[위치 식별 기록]
--

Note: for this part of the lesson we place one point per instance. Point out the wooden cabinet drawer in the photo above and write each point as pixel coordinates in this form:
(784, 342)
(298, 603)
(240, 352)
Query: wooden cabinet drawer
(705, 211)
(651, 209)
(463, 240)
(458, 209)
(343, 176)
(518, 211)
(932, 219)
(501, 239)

--

→ **주어진 문제**
위의 기록을 모두 다시 쓰되 "wooden cabinet drawer"만 "metal cabinet drawer"(으)로 바꾸고 나머지는 그대로 두세요.

→ **풀이**
Note: for this part of the lesson we place one point per instance. Point out the metal cabinet drawer in the photo above and write each point as pixel coordinates in this form:
(784, 342)
(298, 603)
(240, 352)
Query: metal cabinet drawer
(705, 211)
(651, 209)
(463, 240)
(458, 209)
(343, 176)
(518, 211)
(932, 219)
(501, 239)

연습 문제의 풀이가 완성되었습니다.